▸ Work to complete
The complete listing that follows is to be set down again, exactly as it appears.

--- START ---

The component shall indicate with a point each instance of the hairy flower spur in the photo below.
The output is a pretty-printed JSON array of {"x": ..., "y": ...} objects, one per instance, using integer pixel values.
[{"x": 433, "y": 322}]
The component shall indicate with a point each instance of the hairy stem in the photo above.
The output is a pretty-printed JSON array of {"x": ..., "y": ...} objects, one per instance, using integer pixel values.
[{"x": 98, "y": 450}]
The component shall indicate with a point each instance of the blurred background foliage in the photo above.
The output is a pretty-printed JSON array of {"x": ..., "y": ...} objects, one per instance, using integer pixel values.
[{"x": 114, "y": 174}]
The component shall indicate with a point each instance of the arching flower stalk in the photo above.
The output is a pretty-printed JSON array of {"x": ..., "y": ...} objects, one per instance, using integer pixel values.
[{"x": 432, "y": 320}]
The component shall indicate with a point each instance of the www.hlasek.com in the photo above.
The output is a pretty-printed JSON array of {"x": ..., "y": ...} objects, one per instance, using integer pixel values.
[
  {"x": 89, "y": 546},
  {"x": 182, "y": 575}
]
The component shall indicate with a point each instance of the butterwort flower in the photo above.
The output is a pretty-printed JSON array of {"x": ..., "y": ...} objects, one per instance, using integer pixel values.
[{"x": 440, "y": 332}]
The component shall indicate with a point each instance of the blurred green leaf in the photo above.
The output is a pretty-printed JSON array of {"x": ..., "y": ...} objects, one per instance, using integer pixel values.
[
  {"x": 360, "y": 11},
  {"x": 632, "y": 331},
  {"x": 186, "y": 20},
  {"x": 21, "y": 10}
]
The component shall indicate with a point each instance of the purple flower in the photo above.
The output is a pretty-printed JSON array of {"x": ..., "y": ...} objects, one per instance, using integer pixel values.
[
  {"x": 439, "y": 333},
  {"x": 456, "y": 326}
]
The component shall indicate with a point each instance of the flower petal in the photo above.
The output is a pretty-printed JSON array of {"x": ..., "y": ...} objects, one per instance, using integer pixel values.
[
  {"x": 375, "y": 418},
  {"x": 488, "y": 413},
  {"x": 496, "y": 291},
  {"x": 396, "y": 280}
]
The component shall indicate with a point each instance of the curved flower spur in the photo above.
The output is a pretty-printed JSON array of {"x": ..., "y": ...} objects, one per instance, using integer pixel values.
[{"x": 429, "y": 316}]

--- END ---

▸ Problem solution
The component shall indicate with a point each instance of the hairy flower spur in the photo below.
The output is a pretty-printed JSON array of {"x": ..., "y": ...} objects, one per instance, using integer pixel values.
[{"x": 433, "y": 322}]
The component shall indicate with a point each instance of the hairy stem in the photo above.
The output is a pretty-printed JSON array of {"x": ..., "y": ...} objects, one per instance, using integer pixel values.
[{"x": 98, "y": 450}]
The component shall indicate with a point each instance of the blurred background foliage in the photo above.
The output is a pretty-printed JSON array of {"x": ..., "y": ...} objects, one per instance, using integer pixel values.
[{"x": 114, "y": 174}]
The component shall indicate with a point each instance of the arching flower stalk in the photo above.
The output is a pretty-printed JSON array of {"x": ..., "y": ...} objects, one per instance, using integer pixel values.
[{"x": 432, "y": 320}]
The component shall indicate with a point each instance of the www.hlasek.com in the photo above.
The output is a pretty-printed JSON array of {"x": ..., "y": ...} objects, one per instance, using integer pixel values.
[
  {"x": 89, "y": 546},
  {"x": 182, "y": 575}
]
The component shall indicate with a point each instance of the butterwort flower in the photo above.
The output is a pretty-printed JSON array of {"x": ..., "y": ...} objects, one per instance, using integer pixel values.
[{"x": 440, "y": 332}]
The component shall indicate with a point each instance of the blurred green leaf in the photo above.
The output is a pretty-printed JSON array of {"x": ..., "y": ...} objects, one per instance, using integer pixel values.
[
  {"x": 360, "y": 11},
  {"x": 632, "y": 331},
  {"x": 186, "y": 20},
  {"x": 21, "y": 10}
]
The component shall indicate with a point each instance of the purple flower in the photo above.
The output is a pretty-printed JSON array of {"x": ..., "y": ...} objects, one per instance, using integer pixel values.
[
  {"x": 439, "y": 333},
  {"x": 456, "y": 326}
]
The component shall indicate with a point each instance of the flower petal in the photo above.
The output is a pretty-printed JSON array of {"x": ..., "y": ...} objects, one per instance, using integer pixel values.
[
  {"x": 375, "y": 418},
  {"x": 488, "y": 413},
  {"x": 496, "y": 291},
  {"x": 396, "y": 280}
]
The component shall indicate with a point each instance of the curved flower spur in the photo above.
The output is a pretty-printed JSON array of {"x": ..., "y": ...} objects, one per instance, using integer pixel values.
[{"x": 429, "y": 316}]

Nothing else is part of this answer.